> _Dataset records_:
......

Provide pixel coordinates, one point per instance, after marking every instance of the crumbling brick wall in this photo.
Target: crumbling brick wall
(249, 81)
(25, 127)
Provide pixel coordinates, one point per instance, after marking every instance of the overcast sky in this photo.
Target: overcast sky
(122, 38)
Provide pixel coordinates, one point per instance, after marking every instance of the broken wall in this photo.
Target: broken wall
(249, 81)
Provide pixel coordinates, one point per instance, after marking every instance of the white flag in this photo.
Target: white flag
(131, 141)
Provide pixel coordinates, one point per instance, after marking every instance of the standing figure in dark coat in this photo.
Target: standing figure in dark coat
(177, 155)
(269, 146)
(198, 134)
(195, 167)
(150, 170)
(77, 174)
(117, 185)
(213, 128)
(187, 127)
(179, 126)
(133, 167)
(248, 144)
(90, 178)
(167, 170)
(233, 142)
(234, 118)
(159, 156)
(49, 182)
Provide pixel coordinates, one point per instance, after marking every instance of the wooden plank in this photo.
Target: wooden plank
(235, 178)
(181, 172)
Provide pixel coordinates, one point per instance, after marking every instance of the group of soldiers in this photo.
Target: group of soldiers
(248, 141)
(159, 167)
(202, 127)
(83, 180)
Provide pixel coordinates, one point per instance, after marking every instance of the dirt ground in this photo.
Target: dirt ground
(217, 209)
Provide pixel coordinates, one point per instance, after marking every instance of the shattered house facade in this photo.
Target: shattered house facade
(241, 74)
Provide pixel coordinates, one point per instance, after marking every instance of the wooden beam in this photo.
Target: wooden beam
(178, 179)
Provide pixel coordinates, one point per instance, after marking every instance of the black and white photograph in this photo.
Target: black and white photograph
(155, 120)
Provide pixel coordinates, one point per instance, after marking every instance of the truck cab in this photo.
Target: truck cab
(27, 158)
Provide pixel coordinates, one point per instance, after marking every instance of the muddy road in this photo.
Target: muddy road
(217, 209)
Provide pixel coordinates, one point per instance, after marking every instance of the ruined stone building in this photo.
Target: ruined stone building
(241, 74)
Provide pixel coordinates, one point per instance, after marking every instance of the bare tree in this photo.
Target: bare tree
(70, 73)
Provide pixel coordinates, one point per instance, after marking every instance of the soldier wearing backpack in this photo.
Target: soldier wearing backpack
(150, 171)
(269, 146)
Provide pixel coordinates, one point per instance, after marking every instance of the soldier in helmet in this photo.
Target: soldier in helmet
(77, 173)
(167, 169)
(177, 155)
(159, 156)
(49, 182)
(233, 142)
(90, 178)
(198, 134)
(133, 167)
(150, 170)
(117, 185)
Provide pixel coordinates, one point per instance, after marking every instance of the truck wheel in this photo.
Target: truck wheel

......

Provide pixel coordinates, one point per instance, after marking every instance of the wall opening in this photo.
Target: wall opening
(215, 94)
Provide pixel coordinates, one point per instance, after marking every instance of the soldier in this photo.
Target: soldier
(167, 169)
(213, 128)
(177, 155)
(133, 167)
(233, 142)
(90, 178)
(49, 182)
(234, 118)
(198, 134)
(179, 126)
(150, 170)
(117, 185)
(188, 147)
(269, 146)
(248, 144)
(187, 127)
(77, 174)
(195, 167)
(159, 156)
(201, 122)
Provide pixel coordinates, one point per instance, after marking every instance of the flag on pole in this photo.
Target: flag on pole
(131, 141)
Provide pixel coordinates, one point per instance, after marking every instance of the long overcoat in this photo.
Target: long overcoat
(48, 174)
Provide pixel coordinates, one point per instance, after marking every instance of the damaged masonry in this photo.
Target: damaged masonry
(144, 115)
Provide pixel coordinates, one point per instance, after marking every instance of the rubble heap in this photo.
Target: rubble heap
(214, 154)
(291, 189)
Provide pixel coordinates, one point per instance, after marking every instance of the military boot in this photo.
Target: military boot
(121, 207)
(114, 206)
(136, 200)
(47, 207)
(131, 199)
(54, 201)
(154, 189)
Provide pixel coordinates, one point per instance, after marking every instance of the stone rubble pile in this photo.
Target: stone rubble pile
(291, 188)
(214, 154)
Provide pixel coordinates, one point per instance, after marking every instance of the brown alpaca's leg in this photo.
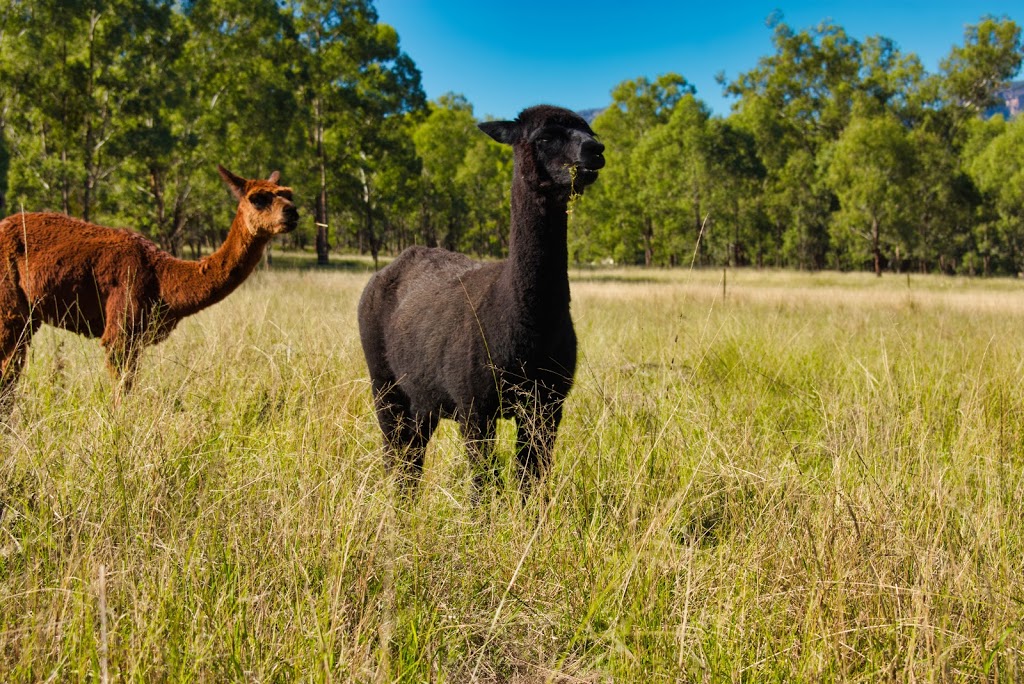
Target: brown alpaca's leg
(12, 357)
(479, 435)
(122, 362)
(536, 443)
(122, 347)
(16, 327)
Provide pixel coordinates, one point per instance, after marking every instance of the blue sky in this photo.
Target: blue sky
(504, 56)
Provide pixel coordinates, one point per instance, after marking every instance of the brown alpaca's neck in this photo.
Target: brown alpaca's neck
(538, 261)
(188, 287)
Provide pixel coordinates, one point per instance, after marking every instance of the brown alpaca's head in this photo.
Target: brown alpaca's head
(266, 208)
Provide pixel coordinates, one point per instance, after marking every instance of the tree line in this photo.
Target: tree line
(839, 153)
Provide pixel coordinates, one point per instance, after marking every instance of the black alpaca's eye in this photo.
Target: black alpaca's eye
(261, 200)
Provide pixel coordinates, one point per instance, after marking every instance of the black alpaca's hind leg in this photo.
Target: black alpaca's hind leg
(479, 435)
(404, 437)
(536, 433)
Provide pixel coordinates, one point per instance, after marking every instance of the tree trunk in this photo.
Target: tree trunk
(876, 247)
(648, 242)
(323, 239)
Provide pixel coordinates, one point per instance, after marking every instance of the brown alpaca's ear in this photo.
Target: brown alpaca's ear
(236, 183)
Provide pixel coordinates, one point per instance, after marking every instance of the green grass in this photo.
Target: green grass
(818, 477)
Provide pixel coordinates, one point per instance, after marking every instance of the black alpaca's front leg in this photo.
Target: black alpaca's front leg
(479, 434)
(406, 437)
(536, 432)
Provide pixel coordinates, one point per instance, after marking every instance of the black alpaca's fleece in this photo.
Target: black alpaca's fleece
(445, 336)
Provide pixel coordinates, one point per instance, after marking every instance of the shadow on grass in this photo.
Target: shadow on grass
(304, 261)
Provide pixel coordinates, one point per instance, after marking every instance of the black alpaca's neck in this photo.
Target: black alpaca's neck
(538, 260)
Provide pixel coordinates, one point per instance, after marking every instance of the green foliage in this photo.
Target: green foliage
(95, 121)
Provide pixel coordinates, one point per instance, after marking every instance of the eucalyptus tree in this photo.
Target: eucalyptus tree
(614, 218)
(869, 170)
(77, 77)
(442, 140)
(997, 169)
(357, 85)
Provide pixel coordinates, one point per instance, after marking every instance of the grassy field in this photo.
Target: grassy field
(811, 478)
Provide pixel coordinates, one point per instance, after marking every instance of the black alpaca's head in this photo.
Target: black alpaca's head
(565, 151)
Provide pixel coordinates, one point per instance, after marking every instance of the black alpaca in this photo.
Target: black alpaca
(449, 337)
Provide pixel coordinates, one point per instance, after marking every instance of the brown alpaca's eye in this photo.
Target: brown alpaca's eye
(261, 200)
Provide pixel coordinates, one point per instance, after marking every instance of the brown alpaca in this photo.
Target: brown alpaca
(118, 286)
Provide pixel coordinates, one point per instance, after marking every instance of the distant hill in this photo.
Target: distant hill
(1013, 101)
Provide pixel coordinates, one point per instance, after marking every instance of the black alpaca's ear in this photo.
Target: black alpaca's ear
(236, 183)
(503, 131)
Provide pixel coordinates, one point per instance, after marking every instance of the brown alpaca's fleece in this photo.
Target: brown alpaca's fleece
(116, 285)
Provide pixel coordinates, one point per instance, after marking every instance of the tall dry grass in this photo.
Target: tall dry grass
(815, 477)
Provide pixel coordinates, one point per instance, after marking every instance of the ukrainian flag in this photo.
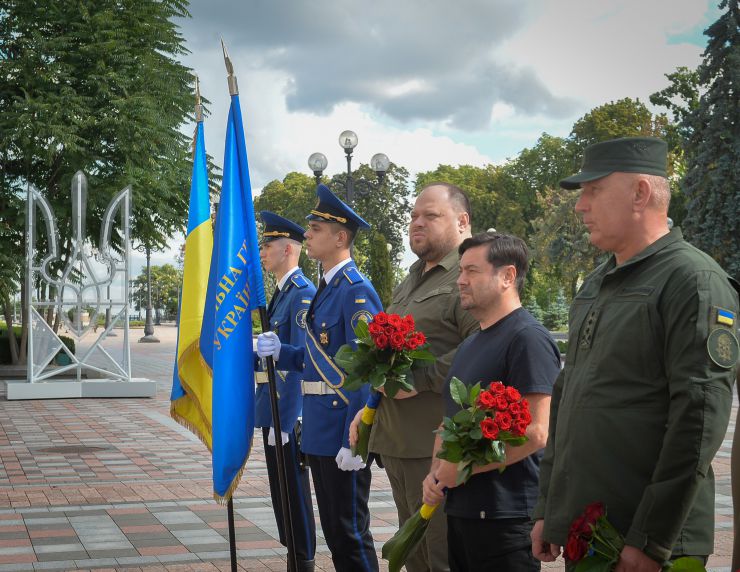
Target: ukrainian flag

......

> _Aim of the exercise_:
Wherever the string "wheel" appears in the entries, copy that line.

> _Response_:
Provide pixel coordinates, one point per instance, after marking every instance of the truck wheel in this photo.
Target: truck wheel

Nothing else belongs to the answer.